#### [Extract provided]
# Me-vs-Aura-vs-6 panel door



## stansoph (Dec 16, 2007)

I have a job coming up towards the end of the month and the HO is hell bent on Aura for her trim. Imagine if her trim had an Aura. I digress. I told her I would have to do some testing to see if I had the ability to use this product and achieve the results I wanted to see.

My work is predominately oil based and trim only; all brushed. Kind of a niche service, but it has been great for the past 5 years. I have done a few jobs with WB Satin Impervo and Kelly Moore products and they turned out nice. I don't paint WB paint worth a damn. I am too slow and like to lay the paint off until perfect. Definitely the wrong style for WB.

I picked up a gallon of Aura Satin-snowfall white- and a quart of the Ben Moore brand retardent additive so as not to upset the delicate balance of the paint. I am a slow painter and brushing out a six panel door with WB is a tough task for me. The door had a previous coat of BM Dulamel semi that served as the substrate. It's self priming too. I used a random orbit sander with 220 and sanded the door completely smooth, tacked off and wiped down with a dilute solution of no rinse TSP. Door is standing upright.

When I brush out a door I paint all of the pockets first then the stiles and rails. I am slow; I average about 15-20 min per side. I could never work for someone else because they would beat the hair off of me for dragging ass. Fortunately I work alone. I poured the paint and off I went. For me, the paint kicked off so fast I barely had time to think about what was happening. I thought that BM WB Satin Impervo was quick; this was like super glue versus Elmers. I picked up the pace a bit and trudged forth. I finished up doing the best I could. Took a couple of steps back to admire my work. It looked like I painted it with a firecracker. i.e. BAD. This paint as is from the can is too fast for me. You guys can probably do it but not me. I might get the hang of it in a year or two but I need it at the end of the month.

On the plus side the areas that turned out good showed promise. Even sheen and nice leveling. I added 8oz of the Ben Moore slicker to the can in hopes that it would help me get a bit of time to work. The paint sands vey close to oil, much better than any WB enamel I have used. Powders up nicely and you are actually able to remove material and smooth out the surface. This is even after one hour dry time; no balling up or gumming up the sponge.

Next attempt. Smooth door, tacked and wiped. The addition of the retardant gave me about double the working time as before but still faster than straight BM Sat Imp latex.

Next attempt. Same door prep. Added 2 ounces of XIM latex additive to the gallon. So we have 10 ounces of additional liquids in the can. This gave me plenty of time to get the job done to my satisfaction. This was similar to BM sat Imp with Floetrol added. I was able to brush out a nice even coat and lay off without fear of dragging or roping.

It was actually pretty quick to do this because the paint flashes off so quick you are sanding after only one hour.

#### [Dataset extract]

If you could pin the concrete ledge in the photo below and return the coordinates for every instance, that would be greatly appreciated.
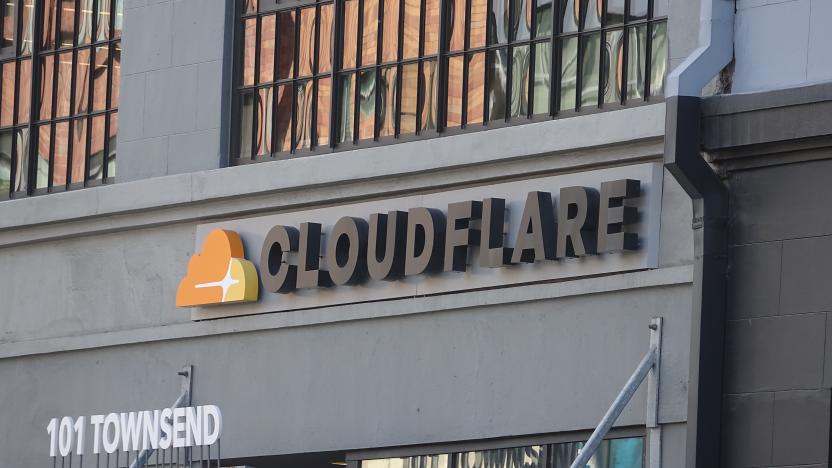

#### [Aim of the exercise]
Copy the passage of the forum thread on brushing Aura paint from "I picked up a" to "is standing upright.", word for word.

#### [Response to this task]
I picked up a gallon of Aura Satin-snowfall white- and a quart of the Ben Moore brand retardent additive so as not to upset the delicate balance of the paint. I am a slow painter and brushing out a six panel door with WB is a tough task for me. The door had a previous coat of BM Dulamel semi that served as the substrate. It's self priming too. I used a random orbit sander with 220 and sanded the door completely smooth, tacked off and wiped down with a dilute solution of no rinse TSP. Door is standing upright.